> [Extract]
Systematic Topology Analysis and Generation Using Degree Correlations

Priya Mahadevan, Dmitri Krioukov, Kevin Fall, Amin Vahdat

SIGCOMM 2006

Limits of Real World Graphs

  • Real world data is always good, but it isn't without challenges
    • Hard to obtain, often incomplete or biased
    • Few datasets in existence
      • Are findings statistically significant if you only have 1 graph?
  • Possible solution: use models to generate synthetic graphs
    • Infinite graph samples can produce high statistical confidence
    • No privacy issues, easy to share data

Limits of Graph Models

  • How do you fit a model to a given real world graph?
    • Models have parameters that must be set
    • How do you choose parameter values such that model output is close to a given real world graph?
  • Existing models are feature based
    • Preferential Attachment produces power-law degree scaling
    • Wattz-Strogatz produces tight-clustering and low path lengths
    • Forest Fire produces shrinking graph diameters
    • What about other features, or combinations of features?
  • Existing models are not future-proof
    • How can a model capture features that haven't been identified yet?

\(d\)K-distributions and \(d\)K-graphs

  • Simple but very powerful set of concepts
  • First, extract a distribution from a given real graph
    • The \(d\)K-distribution acts like a fingerprint for the real graph
    • Single parameter, \(d\), controls amount of information captured by the distribution
    • As \(d\) increases, more information is extracted
  • Second, a generator synthesizes a new graph based on a \(d\)K-distribution
    • Resulting graph is known as a \(d\)K-graph
    • Generator is stochastic; possible to generate many \(d\)K-graphs
    • ... however, \(d\)K-graphs are also statistically similar to the original graph
    • Similarity increases as \(d\) gets larger

Flow Chart

\(d\)K-distribution Example

  • 0K (average degree):
    • \(\overline{k} = 2\)

> [Exercise set]
1 > According to the topology slides, what does the single parameter d control?
2 > Please reproduce the entries from the line containing "it: point(249, 152)." through the end of the entries, requests included, shifting every coordinate in the answers by -105.

> [Data extract]
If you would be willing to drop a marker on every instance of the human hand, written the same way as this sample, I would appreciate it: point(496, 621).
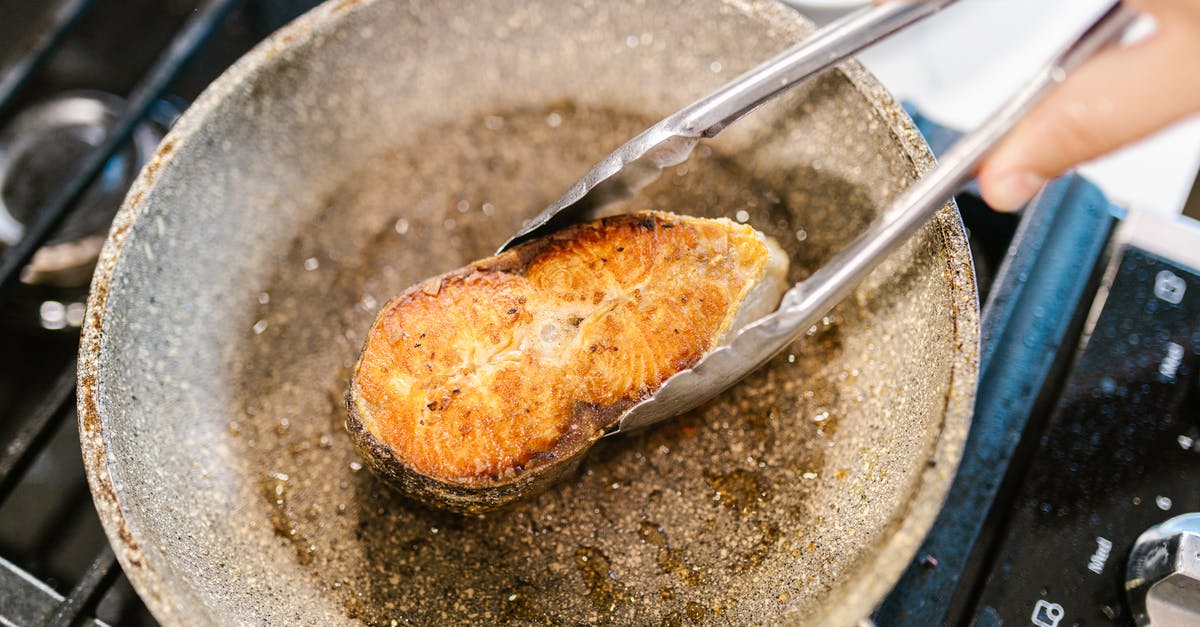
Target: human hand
point(1116, 97)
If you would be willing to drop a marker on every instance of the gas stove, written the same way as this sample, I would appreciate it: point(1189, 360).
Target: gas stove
point(1072, 503)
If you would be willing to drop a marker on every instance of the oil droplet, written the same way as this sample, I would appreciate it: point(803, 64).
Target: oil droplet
point(283, 520)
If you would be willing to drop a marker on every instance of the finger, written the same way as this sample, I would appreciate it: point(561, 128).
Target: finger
point(1119, 96)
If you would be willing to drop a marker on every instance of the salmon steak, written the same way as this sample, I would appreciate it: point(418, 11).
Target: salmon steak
point(491, 382)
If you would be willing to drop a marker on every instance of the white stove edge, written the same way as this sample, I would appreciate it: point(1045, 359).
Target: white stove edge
point(948, 66)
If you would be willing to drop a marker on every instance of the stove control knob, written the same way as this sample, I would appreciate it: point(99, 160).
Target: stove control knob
point(1163, 574)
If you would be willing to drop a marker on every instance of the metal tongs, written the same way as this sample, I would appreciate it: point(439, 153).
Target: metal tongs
point(670, 142)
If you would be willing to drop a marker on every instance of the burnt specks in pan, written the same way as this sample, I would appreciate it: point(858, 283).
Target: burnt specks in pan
point(695, 543)
point(427, 565)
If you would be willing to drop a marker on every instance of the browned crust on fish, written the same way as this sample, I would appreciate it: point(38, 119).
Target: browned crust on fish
point(489, 382)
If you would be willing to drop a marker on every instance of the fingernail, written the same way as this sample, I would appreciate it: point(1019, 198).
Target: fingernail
point(1014, 190)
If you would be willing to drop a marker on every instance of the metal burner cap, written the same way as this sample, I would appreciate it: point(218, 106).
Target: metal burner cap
point(39, 153)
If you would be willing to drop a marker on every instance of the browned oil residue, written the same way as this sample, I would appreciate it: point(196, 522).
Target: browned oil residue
point(520, 608)
point(759, 554)
point(604, 590)
point(671, 561)
point(741, 490)
point(275, 490)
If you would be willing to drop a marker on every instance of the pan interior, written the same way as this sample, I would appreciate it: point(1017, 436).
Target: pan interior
point(373, 149)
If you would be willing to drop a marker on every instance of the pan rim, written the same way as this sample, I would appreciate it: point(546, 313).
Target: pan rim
point(150, 573)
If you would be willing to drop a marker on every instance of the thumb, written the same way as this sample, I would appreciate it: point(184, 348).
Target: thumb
point(1116, 97)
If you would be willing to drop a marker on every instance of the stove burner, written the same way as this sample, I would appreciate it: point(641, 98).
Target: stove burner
point(40, 150)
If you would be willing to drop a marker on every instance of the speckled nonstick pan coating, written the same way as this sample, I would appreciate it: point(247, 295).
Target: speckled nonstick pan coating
point(375, 143)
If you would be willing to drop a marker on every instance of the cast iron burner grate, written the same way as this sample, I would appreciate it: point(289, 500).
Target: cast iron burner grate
point(71, 61)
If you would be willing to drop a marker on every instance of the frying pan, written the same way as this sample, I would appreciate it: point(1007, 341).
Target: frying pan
point(373, 143)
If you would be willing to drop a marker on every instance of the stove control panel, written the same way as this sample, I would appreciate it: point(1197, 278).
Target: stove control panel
point(1104, 529)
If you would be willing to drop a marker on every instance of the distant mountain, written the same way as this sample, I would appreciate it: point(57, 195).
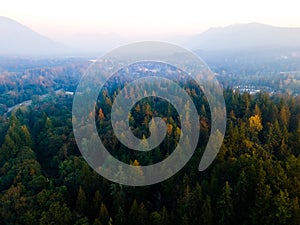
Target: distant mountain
point(242, 37)
point(17, 39)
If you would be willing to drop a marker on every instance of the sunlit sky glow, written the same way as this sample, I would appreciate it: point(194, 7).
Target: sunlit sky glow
point(61, 18)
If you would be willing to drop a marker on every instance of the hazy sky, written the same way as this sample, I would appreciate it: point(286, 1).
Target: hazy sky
point(61, 18)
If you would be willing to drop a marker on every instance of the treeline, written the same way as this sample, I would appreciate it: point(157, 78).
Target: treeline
point(255, 178)
point(19, 86)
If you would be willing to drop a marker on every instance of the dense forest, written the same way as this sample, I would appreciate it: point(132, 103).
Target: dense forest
point(255, 178)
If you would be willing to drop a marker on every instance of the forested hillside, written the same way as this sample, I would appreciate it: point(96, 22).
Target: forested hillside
point(255, 178)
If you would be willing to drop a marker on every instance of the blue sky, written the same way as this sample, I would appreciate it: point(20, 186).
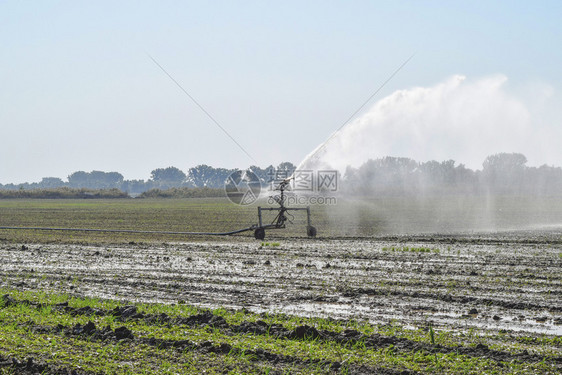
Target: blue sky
point(78, 91)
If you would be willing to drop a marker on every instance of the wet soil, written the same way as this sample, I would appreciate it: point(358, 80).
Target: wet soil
point(498, 282)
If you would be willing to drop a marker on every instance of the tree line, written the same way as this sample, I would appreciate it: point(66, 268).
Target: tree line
point(504, 173)
point(201, 176)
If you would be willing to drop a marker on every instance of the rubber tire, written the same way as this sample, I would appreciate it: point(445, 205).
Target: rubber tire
point(259, 234)
point(311, 231)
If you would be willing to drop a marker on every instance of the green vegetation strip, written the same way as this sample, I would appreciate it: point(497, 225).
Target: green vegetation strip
point(101, 336)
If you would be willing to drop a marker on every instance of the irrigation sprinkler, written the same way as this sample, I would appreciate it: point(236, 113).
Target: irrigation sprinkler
point(281, 217)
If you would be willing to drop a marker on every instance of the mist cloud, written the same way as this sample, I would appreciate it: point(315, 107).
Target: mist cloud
point(459, 119)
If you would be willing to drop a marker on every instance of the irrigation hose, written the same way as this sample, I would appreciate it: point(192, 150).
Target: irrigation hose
point(133, 231)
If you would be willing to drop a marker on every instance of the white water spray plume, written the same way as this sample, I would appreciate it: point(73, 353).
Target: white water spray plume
point(459, 119)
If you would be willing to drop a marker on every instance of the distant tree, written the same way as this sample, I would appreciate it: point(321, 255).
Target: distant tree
point(206, 176)
point(168, 175)
point(51, 182)
point(95, 180)
point(78, 179)
point(504, 172)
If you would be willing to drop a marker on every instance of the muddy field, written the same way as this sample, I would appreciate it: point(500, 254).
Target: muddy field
point(509, 282)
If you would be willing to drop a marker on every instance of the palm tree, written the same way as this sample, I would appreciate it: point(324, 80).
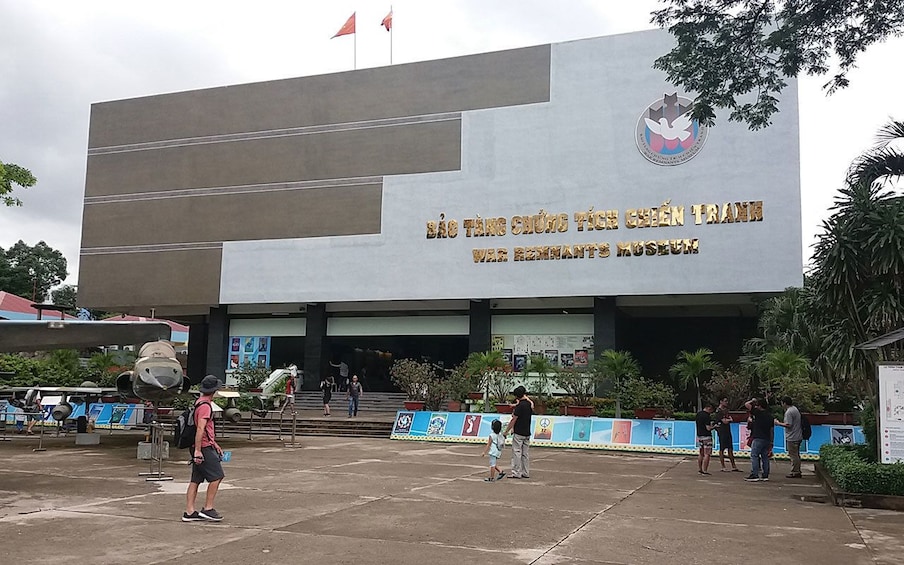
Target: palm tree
point(780, 363)
point(615, 366)
point(858, 274)
point(483, 365)
point(689, 368)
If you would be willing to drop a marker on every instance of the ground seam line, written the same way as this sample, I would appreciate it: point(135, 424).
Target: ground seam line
point(603, 511)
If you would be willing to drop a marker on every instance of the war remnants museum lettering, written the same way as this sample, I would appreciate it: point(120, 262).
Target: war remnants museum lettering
point(663, 216)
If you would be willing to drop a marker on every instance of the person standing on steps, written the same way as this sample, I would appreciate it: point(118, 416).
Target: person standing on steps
point(353, 395)
point(705, 426)
point(794, 435)
point(519, 425)
point(326, 385)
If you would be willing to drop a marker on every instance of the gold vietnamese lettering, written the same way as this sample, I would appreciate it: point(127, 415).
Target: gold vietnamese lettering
point(491, 255)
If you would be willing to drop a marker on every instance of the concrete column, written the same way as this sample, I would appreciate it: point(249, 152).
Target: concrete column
point(315, 335)
point(481, 325)
point(605, 325)
point(217, 343)
point(197, 351)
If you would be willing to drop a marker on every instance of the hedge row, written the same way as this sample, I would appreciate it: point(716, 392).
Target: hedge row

> [Exercise results]
1 > The amount of information captured by the dK-distribution.

2 >
If you would be willing to drop a marker on every instance of the concrete column, written the same way as this sample, I would appreciate it: point(249, 152).
Target: concrete column
point(210, 230)
point(376, 220)
point(500, 220)
point(112, 238)
point(92, 246)
If you would be willing to drop a marker on every instance of the hedge row, written the same way as this sample, I would appreciate it: point(716, 392).
Target: hedge row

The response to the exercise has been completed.